Text for analysis START

Several lectures from the VSCSE Summer School on Science Clouds (July 30, 2012) are now available for viewing on YouTube. The presentations provide a clear and concise overview on the state of cloud and virtualization technologies with a particular focus on MapReduce.
These free, online lectures are part of the MOOC movement – referring to massive open online course. MOOCs are the product of an open education ethic that is characterized by the features of open access and scalability.
There are currently four “Cloud Computing MOOC” lectures are available for viewing. In the first one, Professor Geoffrey Fox introduces the Indiana University Cloud MOOC. In addition to laying out the agenda, Fox provides examples of the applications that are best-suited for clouds, most notably those that are “pleasingly parallel.” He highlights several science projects, for example FutureGrid, that are using cloud-based technologies, but also alludes to a lot of untapped potential.
Fox points to some interesting future possibilities. For example, it is projected that 24 billion devices will be connected to the Internet by 2020. This Internet of Things will rely on cloud for control and management functions. More and more, computing will look like a grid or mesh that touches nearly every aspect of our lives. The ability to offload computational tasks to the cloud will also enable advances in mobile computer devices and robotics.
Life science is another major vertical when it comes to cloud technology. Assistant Prof. Michael Schatz of the Simons Center for Quantitative Biology lectures on the use of cloud computing in genetic sequencing. Schatz is known for having produced some highly-sophisticated uses of MapReduce for biology applications. MapReduce was developed at Google for big data computations. It is a proprietary framework, but thanks to a 2004 paper, there are now open source implementations, most notably Hadoop.
Schatz notes that “Google every single day does the equivalent of a year’s worth of sequence analysis.” Traditional servers are no longer sufficient to handle such enormous data loads, but that’s where parallel computing technologies like MapReduce come in. Schatz gives an overview of the benefits and challenges of Hadoop and MapReduce before delving into specific implementations.

Text for analysis END
Data START

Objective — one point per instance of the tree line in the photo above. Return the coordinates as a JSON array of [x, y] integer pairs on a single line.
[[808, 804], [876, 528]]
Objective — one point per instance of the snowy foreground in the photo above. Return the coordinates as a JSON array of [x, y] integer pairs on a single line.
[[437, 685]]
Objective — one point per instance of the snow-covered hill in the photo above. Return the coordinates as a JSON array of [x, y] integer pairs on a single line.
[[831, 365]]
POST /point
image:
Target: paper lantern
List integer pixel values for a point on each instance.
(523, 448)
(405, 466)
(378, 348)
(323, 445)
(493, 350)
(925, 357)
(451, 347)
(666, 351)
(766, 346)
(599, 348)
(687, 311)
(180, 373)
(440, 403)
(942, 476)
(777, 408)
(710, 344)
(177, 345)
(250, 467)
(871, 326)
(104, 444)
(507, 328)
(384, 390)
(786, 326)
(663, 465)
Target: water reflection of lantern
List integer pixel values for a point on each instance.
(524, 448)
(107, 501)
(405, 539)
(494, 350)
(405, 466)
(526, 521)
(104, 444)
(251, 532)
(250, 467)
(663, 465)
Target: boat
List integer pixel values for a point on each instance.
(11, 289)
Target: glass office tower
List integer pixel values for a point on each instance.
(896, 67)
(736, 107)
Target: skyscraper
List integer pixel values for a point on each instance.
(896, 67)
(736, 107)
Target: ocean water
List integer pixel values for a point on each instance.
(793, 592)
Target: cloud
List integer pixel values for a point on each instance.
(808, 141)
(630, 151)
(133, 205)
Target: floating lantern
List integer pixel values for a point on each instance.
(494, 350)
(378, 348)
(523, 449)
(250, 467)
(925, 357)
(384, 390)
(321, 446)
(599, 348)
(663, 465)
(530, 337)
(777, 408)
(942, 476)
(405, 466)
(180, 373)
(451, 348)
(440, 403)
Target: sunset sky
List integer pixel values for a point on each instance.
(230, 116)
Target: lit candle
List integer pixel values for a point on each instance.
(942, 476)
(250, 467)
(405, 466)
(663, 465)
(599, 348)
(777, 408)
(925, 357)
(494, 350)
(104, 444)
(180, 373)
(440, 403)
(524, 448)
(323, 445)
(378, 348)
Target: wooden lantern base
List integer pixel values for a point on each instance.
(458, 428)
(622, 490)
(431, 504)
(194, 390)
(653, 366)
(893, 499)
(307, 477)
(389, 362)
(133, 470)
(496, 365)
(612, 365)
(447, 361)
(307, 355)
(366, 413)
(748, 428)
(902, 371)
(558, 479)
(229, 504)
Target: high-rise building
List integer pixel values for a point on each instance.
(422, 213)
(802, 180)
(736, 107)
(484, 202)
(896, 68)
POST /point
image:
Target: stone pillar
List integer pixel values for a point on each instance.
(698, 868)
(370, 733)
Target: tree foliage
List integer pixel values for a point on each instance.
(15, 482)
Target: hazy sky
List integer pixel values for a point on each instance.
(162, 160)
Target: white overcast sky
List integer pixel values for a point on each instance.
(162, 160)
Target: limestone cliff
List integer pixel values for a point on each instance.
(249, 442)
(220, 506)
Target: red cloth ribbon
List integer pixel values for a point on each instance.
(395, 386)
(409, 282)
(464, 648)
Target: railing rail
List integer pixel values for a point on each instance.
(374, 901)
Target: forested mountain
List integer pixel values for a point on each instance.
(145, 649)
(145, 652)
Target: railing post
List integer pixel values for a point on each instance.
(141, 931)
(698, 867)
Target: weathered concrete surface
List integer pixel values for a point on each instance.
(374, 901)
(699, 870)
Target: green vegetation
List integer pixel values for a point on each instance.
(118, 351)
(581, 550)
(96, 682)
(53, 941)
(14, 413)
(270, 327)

Data END
Data START

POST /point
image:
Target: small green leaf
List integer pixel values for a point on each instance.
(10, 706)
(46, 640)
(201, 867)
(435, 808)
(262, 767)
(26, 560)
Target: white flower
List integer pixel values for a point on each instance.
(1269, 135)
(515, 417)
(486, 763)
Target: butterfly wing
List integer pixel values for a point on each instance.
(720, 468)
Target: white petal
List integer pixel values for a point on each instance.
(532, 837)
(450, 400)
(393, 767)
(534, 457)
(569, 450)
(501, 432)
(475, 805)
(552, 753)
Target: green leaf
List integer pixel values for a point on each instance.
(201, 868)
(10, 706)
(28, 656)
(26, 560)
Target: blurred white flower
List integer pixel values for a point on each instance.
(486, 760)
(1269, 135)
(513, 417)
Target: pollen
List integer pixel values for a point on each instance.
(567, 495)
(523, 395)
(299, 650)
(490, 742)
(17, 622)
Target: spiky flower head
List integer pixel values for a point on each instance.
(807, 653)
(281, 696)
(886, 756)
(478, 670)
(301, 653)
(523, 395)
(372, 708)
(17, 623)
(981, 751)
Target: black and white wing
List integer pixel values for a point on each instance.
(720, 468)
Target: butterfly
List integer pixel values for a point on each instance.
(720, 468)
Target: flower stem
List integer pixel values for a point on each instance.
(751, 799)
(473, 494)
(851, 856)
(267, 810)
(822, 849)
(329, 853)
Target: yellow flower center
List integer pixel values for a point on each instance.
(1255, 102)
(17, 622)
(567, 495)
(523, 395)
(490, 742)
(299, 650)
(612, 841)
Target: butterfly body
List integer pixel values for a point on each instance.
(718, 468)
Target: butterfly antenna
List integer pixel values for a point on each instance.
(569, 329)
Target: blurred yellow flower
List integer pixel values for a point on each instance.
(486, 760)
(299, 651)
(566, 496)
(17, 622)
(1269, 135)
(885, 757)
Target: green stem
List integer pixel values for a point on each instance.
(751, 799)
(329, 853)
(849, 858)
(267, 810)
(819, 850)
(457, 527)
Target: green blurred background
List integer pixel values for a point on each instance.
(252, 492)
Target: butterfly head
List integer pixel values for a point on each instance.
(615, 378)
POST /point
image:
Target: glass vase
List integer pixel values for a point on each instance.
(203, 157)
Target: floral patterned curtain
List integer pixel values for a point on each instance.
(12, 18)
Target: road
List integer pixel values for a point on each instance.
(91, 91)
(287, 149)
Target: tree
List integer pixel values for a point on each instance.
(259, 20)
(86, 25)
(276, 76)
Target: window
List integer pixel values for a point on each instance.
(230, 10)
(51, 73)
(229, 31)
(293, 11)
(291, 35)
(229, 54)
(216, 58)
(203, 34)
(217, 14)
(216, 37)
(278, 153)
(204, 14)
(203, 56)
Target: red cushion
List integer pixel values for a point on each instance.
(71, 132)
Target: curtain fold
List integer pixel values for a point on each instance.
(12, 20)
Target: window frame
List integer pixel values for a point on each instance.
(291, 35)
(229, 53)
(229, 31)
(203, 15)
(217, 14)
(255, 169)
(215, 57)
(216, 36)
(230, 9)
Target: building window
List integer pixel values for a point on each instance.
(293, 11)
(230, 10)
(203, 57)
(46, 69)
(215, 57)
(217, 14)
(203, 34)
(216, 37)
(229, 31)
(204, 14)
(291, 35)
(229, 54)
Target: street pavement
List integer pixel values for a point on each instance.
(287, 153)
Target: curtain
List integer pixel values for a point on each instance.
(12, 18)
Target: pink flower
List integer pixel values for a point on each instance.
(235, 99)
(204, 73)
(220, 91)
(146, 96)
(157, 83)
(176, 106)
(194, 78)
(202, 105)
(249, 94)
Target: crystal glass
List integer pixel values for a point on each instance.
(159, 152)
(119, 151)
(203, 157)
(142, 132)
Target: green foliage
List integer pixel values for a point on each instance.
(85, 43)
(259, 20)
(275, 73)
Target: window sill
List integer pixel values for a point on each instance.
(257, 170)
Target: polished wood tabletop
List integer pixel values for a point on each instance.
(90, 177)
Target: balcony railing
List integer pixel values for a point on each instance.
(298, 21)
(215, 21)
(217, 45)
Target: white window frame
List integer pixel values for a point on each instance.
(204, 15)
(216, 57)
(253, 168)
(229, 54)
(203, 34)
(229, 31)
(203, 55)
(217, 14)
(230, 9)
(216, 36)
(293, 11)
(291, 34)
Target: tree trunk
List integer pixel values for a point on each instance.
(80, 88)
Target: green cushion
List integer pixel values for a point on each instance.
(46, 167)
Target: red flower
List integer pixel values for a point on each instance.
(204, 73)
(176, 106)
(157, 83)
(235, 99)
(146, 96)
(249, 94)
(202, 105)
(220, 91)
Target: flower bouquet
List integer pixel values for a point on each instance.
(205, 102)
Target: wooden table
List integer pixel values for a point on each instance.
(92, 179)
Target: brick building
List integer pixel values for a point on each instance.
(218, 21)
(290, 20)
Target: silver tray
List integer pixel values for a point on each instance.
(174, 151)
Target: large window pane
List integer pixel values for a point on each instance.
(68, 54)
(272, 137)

Data END
Data START

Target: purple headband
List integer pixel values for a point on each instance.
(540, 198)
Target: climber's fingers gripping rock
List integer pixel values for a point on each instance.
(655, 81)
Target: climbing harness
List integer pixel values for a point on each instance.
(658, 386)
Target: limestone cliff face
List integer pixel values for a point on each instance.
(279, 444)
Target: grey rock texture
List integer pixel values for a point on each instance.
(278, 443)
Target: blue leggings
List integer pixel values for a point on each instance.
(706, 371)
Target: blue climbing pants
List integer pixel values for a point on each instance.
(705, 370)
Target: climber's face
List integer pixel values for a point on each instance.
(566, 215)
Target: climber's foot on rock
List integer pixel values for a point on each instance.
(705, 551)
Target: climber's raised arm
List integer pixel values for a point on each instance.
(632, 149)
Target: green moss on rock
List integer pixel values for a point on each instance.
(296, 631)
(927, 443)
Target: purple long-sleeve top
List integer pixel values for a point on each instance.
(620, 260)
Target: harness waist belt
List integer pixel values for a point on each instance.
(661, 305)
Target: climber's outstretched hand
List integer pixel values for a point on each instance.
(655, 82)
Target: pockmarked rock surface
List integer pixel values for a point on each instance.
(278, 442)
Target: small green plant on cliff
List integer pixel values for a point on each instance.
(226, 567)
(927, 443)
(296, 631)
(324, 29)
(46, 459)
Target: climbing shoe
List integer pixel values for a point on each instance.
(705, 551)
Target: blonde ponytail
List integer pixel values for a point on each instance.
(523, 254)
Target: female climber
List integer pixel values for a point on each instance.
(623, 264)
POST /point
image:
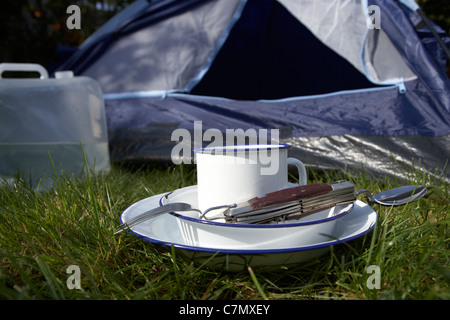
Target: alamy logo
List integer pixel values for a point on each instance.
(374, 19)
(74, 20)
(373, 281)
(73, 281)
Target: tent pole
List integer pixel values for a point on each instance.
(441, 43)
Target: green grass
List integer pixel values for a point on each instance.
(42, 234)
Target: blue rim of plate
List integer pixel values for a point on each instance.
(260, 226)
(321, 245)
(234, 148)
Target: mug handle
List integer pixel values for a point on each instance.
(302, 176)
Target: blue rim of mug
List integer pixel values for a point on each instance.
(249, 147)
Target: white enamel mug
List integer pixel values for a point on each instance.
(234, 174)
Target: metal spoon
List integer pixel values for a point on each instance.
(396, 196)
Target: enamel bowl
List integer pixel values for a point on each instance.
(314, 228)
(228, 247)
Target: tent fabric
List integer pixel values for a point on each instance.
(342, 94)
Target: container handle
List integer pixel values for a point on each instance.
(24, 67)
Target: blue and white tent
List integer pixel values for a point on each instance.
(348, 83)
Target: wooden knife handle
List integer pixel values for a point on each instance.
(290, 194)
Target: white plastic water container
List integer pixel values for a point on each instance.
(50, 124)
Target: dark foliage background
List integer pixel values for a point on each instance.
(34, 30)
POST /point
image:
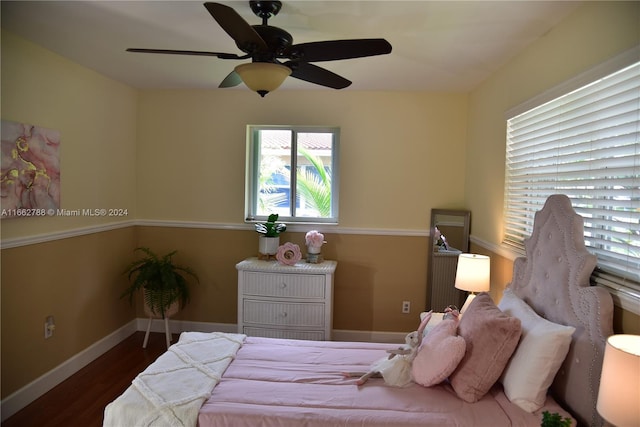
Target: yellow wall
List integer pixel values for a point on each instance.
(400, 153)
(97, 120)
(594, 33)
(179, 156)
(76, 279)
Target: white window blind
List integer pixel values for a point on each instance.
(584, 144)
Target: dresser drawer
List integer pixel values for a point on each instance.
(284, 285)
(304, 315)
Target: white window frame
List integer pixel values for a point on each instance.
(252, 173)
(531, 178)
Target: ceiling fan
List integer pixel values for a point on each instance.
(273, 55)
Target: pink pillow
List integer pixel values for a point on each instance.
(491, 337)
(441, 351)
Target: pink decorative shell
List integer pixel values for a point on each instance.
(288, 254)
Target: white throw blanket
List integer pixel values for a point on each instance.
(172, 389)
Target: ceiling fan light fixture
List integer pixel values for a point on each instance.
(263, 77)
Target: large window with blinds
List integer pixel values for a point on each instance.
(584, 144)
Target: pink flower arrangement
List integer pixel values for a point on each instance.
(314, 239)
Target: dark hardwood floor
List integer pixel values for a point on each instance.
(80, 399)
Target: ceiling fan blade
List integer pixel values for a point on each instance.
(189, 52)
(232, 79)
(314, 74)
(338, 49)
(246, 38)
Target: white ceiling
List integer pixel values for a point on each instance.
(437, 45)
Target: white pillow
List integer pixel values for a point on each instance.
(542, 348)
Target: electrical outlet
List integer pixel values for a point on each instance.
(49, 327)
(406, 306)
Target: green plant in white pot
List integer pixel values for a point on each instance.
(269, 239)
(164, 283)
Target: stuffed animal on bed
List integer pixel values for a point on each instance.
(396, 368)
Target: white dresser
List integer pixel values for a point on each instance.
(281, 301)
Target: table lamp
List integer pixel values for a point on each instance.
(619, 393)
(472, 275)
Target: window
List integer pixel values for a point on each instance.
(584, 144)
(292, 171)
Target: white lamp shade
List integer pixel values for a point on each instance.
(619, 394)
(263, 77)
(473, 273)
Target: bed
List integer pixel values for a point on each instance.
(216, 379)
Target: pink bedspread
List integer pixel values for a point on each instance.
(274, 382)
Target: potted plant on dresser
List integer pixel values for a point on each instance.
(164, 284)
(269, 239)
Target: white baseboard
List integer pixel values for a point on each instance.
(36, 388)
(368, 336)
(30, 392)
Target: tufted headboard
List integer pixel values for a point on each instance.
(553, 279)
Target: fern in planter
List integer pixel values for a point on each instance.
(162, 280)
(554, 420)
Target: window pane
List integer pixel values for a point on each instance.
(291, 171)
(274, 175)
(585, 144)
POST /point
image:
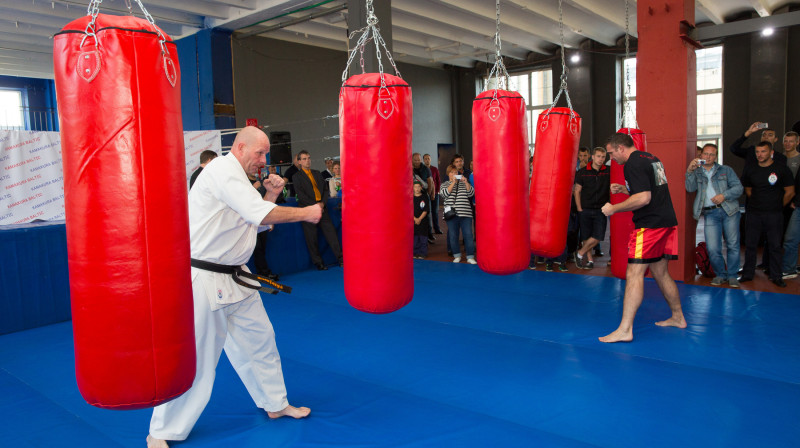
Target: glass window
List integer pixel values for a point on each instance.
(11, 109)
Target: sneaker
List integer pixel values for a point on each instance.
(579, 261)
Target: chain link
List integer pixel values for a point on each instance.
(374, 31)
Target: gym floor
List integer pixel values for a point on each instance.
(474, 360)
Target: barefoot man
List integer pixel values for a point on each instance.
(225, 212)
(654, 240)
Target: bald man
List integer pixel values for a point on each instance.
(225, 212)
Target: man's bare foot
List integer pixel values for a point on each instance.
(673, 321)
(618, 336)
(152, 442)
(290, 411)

Data END

### Set of tasks
• A. Why, according to the text on the Cloud Computing MOOC lectures, do parallel computing technologies like MapReduce "come in"? Answer in one to three sentences.
• B. How would the text on the Cloud Computing MOOC lectures go on? Write the next part, picking up after its final sentence.

### Responses to the tasks
• A. Traditional servers are no longer sufficient to handle enormous data loads, such as Google doing "the equivalent of a year's worth of sequence analysis" every single day. Parallel computing technologies like MapReduce come in to handle loads of that size.

• B.
In the next video series, Professor J. Hacker argues that there is a growing need for virtualization in HPC. He explains the motivation for this conclusion is threefold: the clock speed increases following Moore’s law have ceased; hardware is going to multicore (example Intel MIC); and memory capacity of systems is increasing (512 GB on systems today). He notes that the traditional approach is to tie a single application to a single server. With 50-plus cores, this approach is no longer effective. Virtualization technology is being used to partition large scale servers to run many operating systems and VMs independent of each other.
The entire lecture is less than one hour long and provides an overview of virtualization and cloud technology in relation to HPC and then offers some practical advice for leveraging virtual HPC clusters. Hacker refers to cloud computing as the “distributed computing of this decade.” He views cloud as a computing utility that provides services over a network that “pushes functionality from devices at the edge (e.g. laptops and mobile phones) to centralized servers.”
In the last video series, Jonathan Klinginsmith, a PhD candidate at the School of Informatics and Computing at Indiana University, speaks about virtual clusters, MapReduce and the cloud. He covers such important questions as “Why is cloud interesting?” (hint: scalability, elasticity, utility computing).
While Klinginsmith’s main research interest is machine learning and artificial intelligence, he has turned to computer science and information systems to address the problem of growing data sets. He is not alone. Researchers from nearly scientific endeavor are finding it necessary to attain some degree of computational proficiency.
Klinginsmith aims his talk primarily at these non-computer scientists. Thus his presentation focuses mainly on running applications on top of clusters rather than getting too deep into the nuts and bolts of building and operating clusters. For anyone who is just getting started with Hadoop or MapReduce, this will be a valuable resource. In under an hour, the viewer should acquire a basic understanding of MapReduce, virtual machines, clusters, cloud and virtualization.